→ **Set exercise**
Please duplicate the items below, starting at the line with "FIND dark shirt with red pattern" and ending at the line with "top-left (165, 272), bottom-right (528, 314)", and leave the pictures out of your answer.

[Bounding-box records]

-------------------------

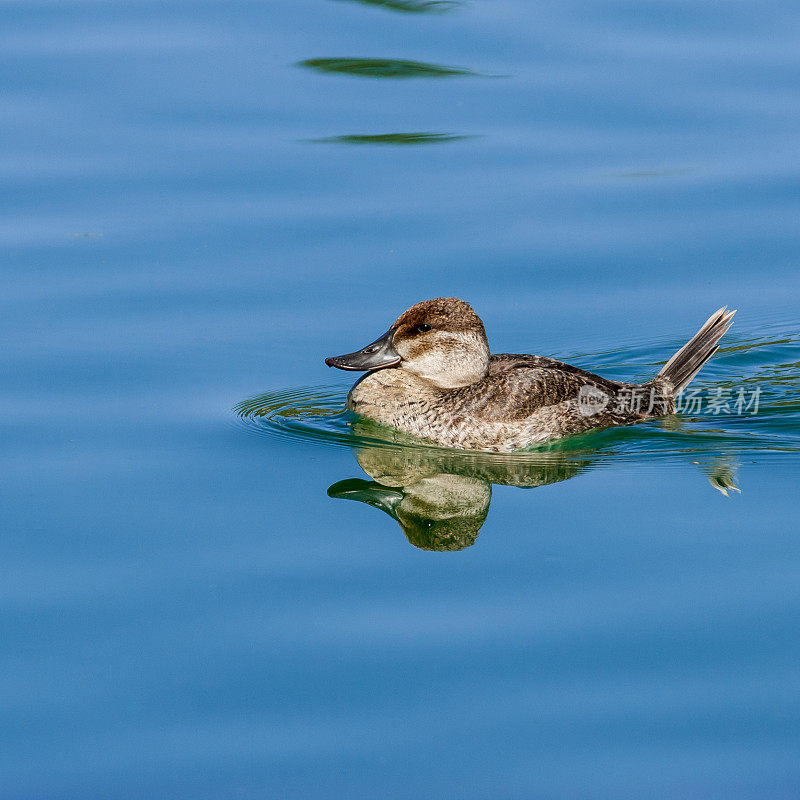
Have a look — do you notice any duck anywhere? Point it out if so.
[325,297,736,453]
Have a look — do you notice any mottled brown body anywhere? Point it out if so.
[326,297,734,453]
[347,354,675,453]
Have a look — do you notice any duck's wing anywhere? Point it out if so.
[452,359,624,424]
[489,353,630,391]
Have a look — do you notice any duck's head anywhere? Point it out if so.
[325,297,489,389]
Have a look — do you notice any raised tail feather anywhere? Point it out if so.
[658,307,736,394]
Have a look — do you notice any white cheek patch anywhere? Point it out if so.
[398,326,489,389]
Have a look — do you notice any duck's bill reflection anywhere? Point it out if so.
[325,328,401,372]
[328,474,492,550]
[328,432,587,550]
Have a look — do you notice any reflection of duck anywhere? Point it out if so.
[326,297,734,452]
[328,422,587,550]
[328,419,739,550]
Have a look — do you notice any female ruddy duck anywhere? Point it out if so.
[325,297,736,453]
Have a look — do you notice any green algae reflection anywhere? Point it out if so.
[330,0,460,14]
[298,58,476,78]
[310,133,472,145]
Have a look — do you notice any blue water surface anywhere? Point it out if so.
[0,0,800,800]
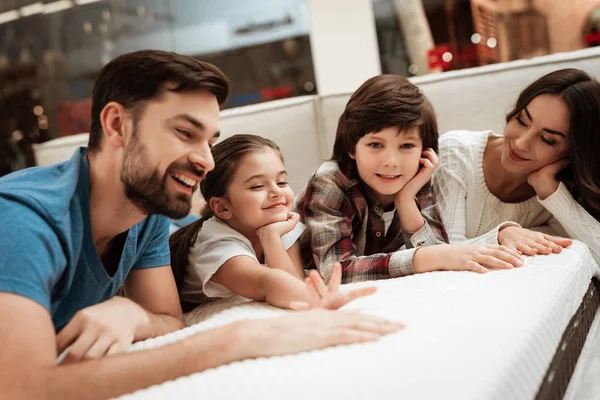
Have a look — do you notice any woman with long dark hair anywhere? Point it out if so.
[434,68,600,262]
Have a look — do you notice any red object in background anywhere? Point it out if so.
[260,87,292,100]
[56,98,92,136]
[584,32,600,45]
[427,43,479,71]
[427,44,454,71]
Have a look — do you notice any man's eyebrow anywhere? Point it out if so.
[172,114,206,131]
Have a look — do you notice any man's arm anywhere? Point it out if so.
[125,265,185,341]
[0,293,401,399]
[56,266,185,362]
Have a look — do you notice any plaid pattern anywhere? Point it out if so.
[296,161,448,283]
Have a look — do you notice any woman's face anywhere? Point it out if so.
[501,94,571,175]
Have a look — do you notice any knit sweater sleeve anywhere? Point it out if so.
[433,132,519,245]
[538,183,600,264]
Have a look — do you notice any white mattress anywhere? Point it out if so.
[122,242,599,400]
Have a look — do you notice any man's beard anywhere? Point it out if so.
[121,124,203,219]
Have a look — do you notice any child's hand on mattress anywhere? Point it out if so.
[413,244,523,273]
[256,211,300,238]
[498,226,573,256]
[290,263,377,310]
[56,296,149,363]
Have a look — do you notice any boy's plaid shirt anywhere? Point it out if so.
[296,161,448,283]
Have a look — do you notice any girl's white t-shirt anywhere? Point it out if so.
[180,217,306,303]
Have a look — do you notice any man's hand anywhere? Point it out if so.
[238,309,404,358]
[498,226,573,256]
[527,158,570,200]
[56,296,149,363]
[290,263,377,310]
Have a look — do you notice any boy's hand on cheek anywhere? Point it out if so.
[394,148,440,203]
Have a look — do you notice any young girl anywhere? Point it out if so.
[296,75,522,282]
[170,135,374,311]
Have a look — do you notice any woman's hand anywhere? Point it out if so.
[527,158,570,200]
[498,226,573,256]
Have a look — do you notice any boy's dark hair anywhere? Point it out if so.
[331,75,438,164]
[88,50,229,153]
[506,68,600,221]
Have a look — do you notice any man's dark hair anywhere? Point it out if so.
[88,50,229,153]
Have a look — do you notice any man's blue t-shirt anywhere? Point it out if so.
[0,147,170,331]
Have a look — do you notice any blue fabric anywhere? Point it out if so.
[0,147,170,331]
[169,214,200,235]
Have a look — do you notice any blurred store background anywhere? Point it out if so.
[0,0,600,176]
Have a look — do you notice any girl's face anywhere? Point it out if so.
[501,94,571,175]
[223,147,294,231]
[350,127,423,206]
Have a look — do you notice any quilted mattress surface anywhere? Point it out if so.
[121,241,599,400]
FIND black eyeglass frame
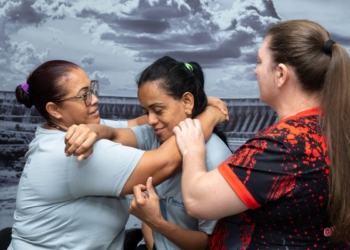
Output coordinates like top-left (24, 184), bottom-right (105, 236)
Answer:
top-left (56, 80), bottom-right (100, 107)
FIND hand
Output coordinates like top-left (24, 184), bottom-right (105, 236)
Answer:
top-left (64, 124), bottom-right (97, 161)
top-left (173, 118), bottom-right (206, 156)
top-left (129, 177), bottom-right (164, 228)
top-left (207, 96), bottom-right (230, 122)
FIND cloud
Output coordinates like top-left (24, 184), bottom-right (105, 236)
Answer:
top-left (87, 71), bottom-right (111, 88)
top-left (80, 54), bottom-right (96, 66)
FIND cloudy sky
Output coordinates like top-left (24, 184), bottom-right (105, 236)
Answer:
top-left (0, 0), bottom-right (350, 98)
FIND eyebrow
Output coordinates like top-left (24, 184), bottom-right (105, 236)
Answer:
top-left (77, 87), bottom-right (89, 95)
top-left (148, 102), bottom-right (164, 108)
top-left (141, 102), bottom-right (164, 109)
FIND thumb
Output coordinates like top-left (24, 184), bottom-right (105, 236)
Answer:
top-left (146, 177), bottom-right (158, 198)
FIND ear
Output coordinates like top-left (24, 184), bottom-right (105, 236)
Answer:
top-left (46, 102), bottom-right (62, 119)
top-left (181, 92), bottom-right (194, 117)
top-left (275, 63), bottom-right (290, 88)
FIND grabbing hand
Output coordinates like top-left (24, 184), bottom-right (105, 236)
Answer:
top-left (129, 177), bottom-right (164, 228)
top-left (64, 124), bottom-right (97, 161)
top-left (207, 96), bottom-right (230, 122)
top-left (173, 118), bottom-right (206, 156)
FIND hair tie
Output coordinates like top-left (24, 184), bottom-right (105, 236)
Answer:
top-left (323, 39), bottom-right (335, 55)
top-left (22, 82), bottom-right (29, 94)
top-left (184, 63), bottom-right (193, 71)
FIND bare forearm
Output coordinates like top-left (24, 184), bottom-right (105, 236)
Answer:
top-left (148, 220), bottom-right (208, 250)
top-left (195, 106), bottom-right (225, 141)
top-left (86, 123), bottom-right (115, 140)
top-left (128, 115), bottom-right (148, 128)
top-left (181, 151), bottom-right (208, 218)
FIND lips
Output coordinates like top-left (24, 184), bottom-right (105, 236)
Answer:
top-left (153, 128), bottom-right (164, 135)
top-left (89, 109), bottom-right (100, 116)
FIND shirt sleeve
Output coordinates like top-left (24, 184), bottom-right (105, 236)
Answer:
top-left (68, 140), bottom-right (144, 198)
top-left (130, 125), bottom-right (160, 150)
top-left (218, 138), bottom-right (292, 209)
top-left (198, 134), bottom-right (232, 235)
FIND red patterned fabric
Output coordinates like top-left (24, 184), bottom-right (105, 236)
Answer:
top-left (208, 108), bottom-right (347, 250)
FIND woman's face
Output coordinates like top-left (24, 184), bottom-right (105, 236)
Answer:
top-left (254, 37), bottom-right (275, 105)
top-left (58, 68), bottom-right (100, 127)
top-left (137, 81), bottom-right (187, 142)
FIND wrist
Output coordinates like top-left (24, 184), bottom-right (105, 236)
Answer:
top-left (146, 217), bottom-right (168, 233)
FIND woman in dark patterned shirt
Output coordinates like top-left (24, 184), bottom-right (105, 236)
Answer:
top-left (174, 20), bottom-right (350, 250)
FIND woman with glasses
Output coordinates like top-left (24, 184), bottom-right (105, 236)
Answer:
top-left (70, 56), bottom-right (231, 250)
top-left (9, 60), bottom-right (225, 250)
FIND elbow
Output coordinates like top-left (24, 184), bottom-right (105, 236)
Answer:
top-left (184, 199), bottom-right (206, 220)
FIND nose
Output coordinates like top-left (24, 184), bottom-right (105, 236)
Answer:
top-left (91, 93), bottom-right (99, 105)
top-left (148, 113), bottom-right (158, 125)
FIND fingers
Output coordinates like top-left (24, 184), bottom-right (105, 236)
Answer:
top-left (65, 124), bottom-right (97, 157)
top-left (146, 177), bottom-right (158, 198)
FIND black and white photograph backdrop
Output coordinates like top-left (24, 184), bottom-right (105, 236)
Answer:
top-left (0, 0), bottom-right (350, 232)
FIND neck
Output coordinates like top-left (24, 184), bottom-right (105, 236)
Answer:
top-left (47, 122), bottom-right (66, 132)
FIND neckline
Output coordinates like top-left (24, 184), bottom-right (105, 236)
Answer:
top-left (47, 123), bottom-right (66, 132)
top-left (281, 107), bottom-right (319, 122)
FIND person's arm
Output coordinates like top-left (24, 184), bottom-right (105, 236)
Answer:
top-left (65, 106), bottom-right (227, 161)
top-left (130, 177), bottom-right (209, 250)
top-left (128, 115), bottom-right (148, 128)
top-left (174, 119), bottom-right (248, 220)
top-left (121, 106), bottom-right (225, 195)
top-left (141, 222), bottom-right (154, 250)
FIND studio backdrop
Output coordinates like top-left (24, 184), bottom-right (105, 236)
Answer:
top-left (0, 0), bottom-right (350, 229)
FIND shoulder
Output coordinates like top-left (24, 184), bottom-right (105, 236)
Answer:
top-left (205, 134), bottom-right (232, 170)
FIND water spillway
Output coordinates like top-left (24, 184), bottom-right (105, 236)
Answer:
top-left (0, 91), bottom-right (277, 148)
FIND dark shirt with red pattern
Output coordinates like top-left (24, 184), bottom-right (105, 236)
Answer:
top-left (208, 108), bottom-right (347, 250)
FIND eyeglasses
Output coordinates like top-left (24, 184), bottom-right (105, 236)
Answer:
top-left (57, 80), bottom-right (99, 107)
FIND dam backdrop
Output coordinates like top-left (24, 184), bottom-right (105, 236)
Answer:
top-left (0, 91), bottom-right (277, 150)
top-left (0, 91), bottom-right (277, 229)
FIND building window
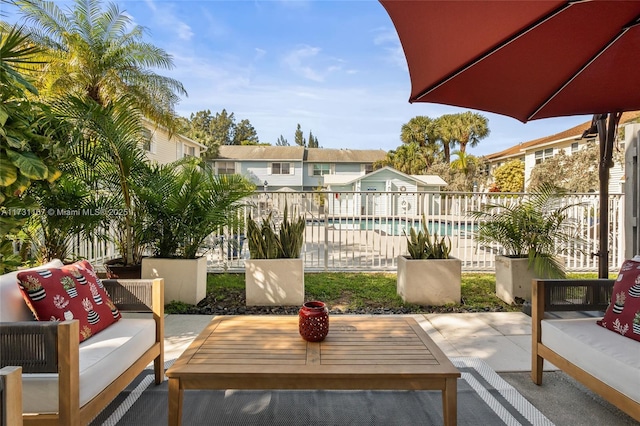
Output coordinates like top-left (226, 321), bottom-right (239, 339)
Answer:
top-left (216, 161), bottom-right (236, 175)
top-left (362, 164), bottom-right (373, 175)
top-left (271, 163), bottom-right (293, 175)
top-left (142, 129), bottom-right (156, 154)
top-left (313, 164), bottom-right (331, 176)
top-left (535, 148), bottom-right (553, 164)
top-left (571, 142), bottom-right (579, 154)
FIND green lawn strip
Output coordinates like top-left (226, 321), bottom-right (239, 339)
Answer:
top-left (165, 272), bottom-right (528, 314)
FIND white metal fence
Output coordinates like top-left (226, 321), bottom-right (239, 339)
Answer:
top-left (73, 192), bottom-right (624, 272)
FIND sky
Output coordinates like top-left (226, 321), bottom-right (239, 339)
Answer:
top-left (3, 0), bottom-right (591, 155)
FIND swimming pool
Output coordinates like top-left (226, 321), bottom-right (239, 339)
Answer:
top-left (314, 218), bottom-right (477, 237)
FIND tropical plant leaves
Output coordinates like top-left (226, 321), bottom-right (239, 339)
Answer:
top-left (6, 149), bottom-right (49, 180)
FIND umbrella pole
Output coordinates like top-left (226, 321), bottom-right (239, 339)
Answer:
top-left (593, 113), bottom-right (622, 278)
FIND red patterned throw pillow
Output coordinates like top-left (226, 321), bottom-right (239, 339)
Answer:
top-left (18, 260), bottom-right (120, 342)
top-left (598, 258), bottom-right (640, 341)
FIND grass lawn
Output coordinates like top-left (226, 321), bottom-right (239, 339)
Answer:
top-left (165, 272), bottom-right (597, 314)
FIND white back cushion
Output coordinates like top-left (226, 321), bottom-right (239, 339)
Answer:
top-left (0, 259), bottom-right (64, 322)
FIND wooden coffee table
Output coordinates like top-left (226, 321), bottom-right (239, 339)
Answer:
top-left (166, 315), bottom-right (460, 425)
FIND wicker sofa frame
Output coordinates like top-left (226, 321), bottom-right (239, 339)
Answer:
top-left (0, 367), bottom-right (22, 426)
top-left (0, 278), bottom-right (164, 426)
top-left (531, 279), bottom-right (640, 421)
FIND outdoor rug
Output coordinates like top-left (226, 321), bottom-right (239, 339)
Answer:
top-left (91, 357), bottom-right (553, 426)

-------------------------

→ **Written solution**
FIND dark shirt with red pattern
Output coordinates like top-left (24, 184), bottom-right (105, 236)
Answer:
top-left (208, 108), bottom-right (347, 250)
FIND eyeglasses
Output coordinates like top-left (24, 184), bottom-right (105, 236)
Answer:
top-left (57, 80), bottom-right (99, 107)
FIND dam backdrop
Output coordinates like top-left (24, 184), bottom-right (105, 236)
Answer:
top-left (0, 91), bottom-right (277, 150)
top-left (0, 91), bottom-right (277, 229)
FIND building window
Output coordinates like top-left (226, 321), bottom-right (239, 339)
Answer:
top-left (216, 161), bottom-right (236, 175)
top-left (362, 164), bottom-right (373, 175)
top-left (271, 163), bottom-right (293, 175)
top-left (142, 129), bottom-right (156, 154)
top-left (313, 164), bottom-right (331, 176)
top-left (535, 148), bottom-right (553, 164)
top-left (571, 142), bottom-right (579, 154)
FIND green lawn strip
Output coordinates like top-left (226, 321), bottom-right (239, 339)
Answer:
top-left (165, 272), bottom-right (528, 314)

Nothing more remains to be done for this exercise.